Entries from a box labeling dataset
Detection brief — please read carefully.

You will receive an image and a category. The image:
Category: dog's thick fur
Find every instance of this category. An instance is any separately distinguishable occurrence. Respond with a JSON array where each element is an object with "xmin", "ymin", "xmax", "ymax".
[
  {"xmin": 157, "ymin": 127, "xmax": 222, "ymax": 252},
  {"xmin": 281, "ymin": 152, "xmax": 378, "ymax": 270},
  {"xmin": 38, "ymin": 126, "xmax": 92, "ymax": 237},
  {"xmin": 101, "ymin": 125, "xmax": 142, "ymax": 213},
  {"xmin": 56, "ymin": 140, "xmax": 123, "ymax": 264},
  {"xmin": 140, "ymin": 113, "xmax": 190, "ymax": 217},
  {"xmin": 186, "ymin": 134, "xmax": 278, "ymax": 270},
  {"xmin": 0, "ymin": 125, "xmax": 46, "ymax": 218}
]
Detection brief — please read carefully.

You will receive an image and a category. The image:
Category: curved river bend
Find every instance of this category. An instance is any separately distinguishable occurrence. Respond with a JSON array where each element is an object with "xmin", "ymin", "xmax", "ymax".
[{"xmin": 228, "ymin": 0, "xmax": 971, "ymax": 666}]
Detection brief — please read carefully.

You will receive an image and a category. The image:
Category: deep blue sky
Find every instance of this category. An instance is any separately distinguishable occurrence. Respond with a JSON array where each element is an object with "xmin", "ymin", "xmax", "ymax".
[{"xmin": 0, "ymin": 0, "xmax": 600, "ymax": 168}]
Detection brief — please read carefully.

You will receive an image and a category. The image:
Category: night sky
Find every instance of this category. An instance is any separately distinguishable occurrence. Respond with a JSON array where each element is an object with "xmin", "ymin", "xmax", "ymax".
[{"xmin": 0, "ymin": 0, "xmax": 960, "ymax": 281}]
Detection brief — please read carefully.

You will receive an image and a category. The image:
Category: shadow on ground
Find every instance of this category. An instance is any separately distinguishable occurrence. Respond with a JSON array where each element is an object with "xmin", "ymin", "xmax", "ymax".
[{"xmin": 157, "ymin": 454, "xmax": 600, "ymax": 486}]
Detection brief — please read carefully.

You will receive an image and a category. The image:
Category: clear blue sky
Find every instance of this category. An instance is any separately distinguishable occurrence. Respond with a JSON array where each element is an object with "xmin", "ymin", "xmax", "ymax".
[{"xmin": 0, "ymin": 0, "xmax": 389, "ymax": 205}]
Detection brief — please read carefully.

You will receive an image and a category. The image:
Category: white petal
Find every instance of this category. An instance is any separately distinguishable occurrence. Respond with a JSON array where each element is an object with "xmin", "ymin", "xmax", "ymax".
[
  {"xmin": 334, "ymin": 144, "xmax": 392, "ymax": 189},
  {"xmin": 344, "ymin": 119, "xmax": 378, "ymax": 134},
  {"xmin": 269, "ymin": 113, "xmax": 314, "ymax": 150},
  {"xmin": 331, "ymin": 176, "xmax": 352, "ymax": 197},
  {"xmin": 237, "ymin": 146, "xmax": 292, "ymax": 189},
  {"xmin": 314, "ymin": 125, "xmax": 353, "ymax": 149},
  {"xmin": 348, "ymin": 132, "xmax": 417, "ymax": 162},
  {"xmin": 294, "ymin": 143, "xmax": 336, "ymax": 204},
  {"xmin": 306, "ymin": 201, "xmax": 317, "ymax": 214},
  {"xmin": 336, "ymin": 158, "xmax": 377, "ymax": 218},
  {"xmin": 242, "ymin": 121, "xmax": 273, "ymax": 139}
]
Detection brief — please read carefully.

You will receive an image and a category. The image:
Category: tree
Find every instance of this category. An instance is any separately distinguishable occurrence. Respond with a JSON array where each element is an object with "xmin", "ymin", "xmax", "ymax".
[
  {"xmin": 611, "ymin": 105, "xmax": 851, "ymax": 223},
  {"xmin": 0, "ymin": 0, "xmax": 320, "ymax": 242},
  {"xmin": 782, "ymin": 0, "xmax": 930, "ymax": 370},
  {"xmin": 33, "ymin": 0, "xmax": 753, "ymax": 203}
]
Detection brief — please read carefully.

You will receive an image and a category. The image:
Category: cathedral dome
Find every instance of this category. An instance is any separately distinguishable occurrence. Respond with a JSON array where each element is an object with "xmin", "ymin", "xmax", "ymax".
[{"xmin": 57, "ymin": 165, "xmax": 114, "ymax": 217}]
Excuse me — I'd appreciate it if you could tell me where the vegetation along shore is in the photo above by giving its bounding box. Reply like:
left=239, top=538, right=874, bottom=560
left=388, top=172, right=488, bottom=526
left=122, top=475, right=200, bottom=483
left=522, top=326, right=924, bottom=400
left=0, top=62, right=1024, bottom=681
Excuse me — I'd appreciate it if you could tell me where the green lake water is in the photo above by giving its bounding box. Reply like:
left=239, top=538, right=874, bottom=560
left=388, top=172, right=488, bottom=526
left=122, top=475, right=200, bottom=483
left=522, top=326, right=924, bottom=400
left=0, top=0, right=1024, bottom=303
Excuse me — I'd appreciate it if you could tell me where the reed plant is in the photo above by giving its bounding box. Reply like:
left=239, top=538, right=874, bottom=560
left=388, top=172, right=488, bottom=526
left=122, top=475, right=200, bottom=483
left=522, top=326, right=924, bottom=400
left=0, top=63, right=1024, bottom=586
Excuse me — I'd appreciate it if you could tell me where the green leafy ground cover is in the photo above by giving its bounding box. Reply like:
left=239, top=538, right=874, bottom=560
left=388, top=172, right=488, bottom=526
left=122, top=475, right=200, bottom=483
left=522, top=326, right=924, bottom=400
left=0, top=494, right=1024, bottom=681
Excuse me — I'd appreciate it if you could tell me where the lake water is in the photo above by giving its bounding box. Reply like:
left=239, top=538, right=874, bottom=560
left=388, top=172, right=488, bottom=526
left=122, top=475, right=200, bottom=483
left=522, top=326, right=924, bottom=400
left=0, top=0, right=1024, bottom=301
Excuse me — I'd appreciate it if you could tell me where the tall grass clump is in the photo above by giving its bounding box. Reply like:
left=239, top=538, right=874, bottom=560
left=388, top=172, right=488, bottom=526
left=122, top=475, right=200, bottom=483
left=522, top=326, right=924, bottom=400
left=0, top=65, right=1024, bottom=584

**WRITTEN INSTRUCTION:**
Write out all of the entries above character for character, keeping every line unchanged.

**TASK RESPONSE:**
Detection brief — please read carefully.

You will receive an image and a category. The image:
Category: dog's thick fur
Find every instance of this category. An instance is any separately distinguishable occurrence. Respond with a JSON array where each element is an object with "xmin", "ymin", "xmax", "ymax".
[
  {"xmin": 157, "ymin": 127, "xmax": 222, "ymax": 252},
  {"xmin": 281, "ymin": 152, "xmax": 378, "ymax": 270},
  {"xmin": 38, "ymin": 126, "xmax": 92, "ymax": 237},
  {"xmin": 101, "ymin": 125, "xmax": 142, "ymax": 213},
  {"xmin": 56, "ymin": 140, "xmax": 123, "ymax": 264},
  {"xmin": 140, "ymin": 113, "xmax": 190, "ymax": 217},
  {"xmin": 186, "ymin": 134, "xmax": 278, "ymax": 270},
  {"xmin": 0, "ymin": 125, "xmax": 46, "ymax": 218}
]
Detection brief — please read carefully.

You will receive an image and a category. The image:
Category: curved river bend
Find every instance of this category. An instance is any separately distinguishable occurrence. Respond with a JSON array where each element is an object with "xmin", "ymin", "xmax", "ymax".
[{"xmin": 228, "ymin": 0, "xmax": 971, "ymax": 666}]
Detection brief — please read carefully.

You will receive an image and a category. The image:
Category: deep blue sky
Find every instance of this category. An instance is any separately distinguishable occurrence. Respond with a JSON array where each element is an object with "xmin", "ymin", "xmax", "ymax".
[{"xmin": 0, "ymin": 0, "xmax": 600, "ymax": 168}]
Detection brief — please read carefully.

You will receive an image and a category. The image:
Category: night sky
Find every instance of this category. An instance is any separately distinguishable occurrence. Respond with a JSON array where each element is an object with "xmin", "ymin", "xmax", "ymax".
[{"xmin": 0, "ymin": 0, "xmax": 960, "ymax": 281}]
Detection brief — please read carefully.

You will receive an image and a category. The image:
Category: shadow on ground
Find every instance of this category. An instance is any separately distinguishable occurrence. Respond with a JSON array where each element is an object with "xmin", "ymin", "xmax", "ymax".
[{"xmin": 157, "ymin": 454, "xmax": 600, "ymax": 486}]
Detection brief — please read carefully.

You will receive an image and a category. The image:
Category: clear blue sky
Find every instance of this category. An instance is any separately distinguishable occurrence. Respond with a JSON array where each element is an object with "xmin", "ymin", "xmax", "ymax".
[{"xmin": 0, "ymin": 0, "xmax": 389, "ymax": 205}]
Detection brief — please read carefully.

You will receive an image and a category. The image:
Category: white petal
Find every instance of this category. An instance is any separately distinguishable occurrence. Respond with a JSON array where each element is an object with "xmin", "ymin", "xmax", "ymax".
[
  {"xmin": 334, "ymin": 144, "xmax": 392, "ymax": 189},
  {"xmin": 344, "ymin": 119, "xmax": 378, "ymax": 134},
  {"xmin": 269, "ymin": 113, "xmax": 314, "ymax": 150},
  {"xmin": 331, "ymin": 176, "xmax": 352, "ymax": 197},
  {"xmin": 237, "ymin": 146, "xmax": 292, "ymax": 189},
  {"xmin": 314, "ymin": 125, "xmax": 353, "ymax": 149},
  {"xmin": 348, "ymin": 132, "xmax": 417, "ymax": 162},
  {"xmin": 294, "ymin": 143, "xmax": 336, "ymax": 204},
  {"xmin": 306, "ymin": 201, "xmax": 317, "ymax": 214},
  {"xmin": 336, "ymin": 158, "xmax": 377, "ymax": 218},
  {"xmin": 242, "ymin": 121, "xmax": 273, "ymax": 139}
]
Detection brief — please read carefully.

You will receive an image and a category. The image:
Category: tree
Find every instance of this category. An instance is any separately distinguishable occurrence. Respond with a JSON array where each element is an object with "xmin", "ymin", "xmax", "ymax".
[
  {"xmin": 611, "ymin": 105, "xmax": 851, "ymax": 223},
  {"xmin": 0, "ymin": 0, "xmax": 320, "ymax": 242},
  {"xmin": 782, "ymin": 0, "xmax": 930, "ymax": 370},
  {"xmin": 33, "ymin": 0, "xmax": 753, "ymax": 203}
]
Detection brief — please read carefully.

You will receive an image and a category. The image:
Category: cathedral dome
Find every instance of this category. An instance is any separately distinguishable occurrence. Respond with a JSON array where each element is an object with "xmin", "ymin", "xmax", "ymax".
[{"xmin": 57, "ymin": 165, "xmax": 114, "ymax": 217}]
Excuse me — I'd appreciate it if you could tell me where the vegetation along shore is in the photo above by giving its bounding box. Reply like:
left=239, top=538, right=874, bottom=560
left=388, top=172, right=488, bottom=526
left=122, top=475, right=200, bottom=483
left=522, top=326, right=924, bottom=400
left=0, top=62, right=1024, bottom=681
Excuse me — I'd appreciate it if you could tell me where the green lake water is in the photo above by giving its bounding box. Reply like:
left=239, top=538, right=874, bottom=560
left=388, top=172, right=488, bottom=526
left=122, top=475, right=200, bottom=483
left=522, top=326, right=924, bottom=400
left=0, top=0, right=1024, bottom=303
Excuse me — I'd appreciate it if you could tell me where the reed plant is in the photo above by giving its bounding box. Reply like:
left=239, top=538, right=874, bottom=560
left=388, top=172, right=488, bottom=526
left=122, top=475, right=200, bottom=483
left=522, top=326, right=924, bottom=400
left=0, top=63, right=1024, bottom=586
Excuse me — I'd appreciate it if you could tell me where the green leafy ground cover is in the photo above by giving its bounding box. Reply like:
left=239, top=538, right=874, bottom=560
left=388, top=172, right=488, bottom=526
left=122, top=475, right=200, bottom=483
left=522, top=326, right=924, bottom=400
left=0, top=494, right=1024, bottom=681
Excuse me — I'd appreciate it if you could tell me where the lake water is in the photo above by giving its bounding box. Reply like:
left=239, top=538, right=874, bottom=560
left=388, top=172, right=488, bottom=526
left=122, top=475, right=200, bottom=483
left=522, top=326, right=924, bottom=400
left=0, top=0, right=1024, bottom=301
Excuse me — I'd appreciate it if you could tell me where the tall grass clump is in the photo above by giving its bounding box. Reply like:
left=239, top=538, right=874, bottom=560
left=388, top=172, right=488, bottom=526
left=122, top=475, right=200, bottom=483
left=522, top=326, right=924, bottom=400
left=0, top=65, right=1024, bottom=584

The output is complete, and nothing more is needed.